_DOCUMENT SECTION_
================
Good python equivalent to C goto

Matthew Fitzgibbons elessar at nienna.org
Sun Aug 17 23:28:33 EDT 2008


> as mentioned 'in complex code the goto statement is  still the easiest
> to code and understand'.
> The examples are very small and do not require that at all. I agree
> it's ugly.
> Just to show a way to do it.
> 
> A very few functions where I use goto in C or C# are a few hundred
> lines of code, difficult to split in smaller functions.
> A  lot of common data.
> One coming to my mind is a complex validation function for the user
> input of a complex transaction.
> If any test fails, goto the cleaning part and issue error message.
> 
> The goto code is the simpler way to do it.
> We are not talking about simple if-else, but let say 20 if-else.
> Many nested if-else  are more difficult to understand and do not fit
> better the semantics.
================
_THE TASK_
In the message on a Python equivalent to C goto, what function does the quoted passage give as an example of where goto is used?

_RAW RECORDS_
================
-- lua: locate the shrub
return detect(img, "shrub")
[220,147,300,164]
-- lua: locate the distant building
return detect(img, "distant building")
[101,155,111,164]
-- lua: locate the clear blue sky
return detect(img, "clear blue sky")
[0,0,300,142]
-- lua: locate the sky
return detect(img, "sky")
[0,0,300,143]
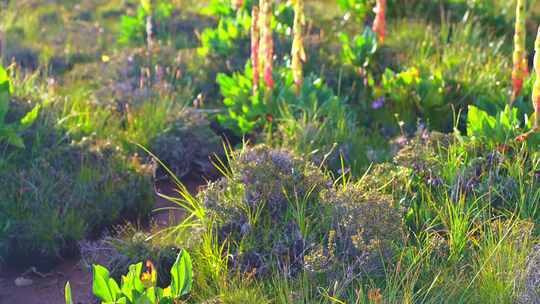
================
_EXERCISE SOLUTION_
A complex validation function for the user input of a complex transaction.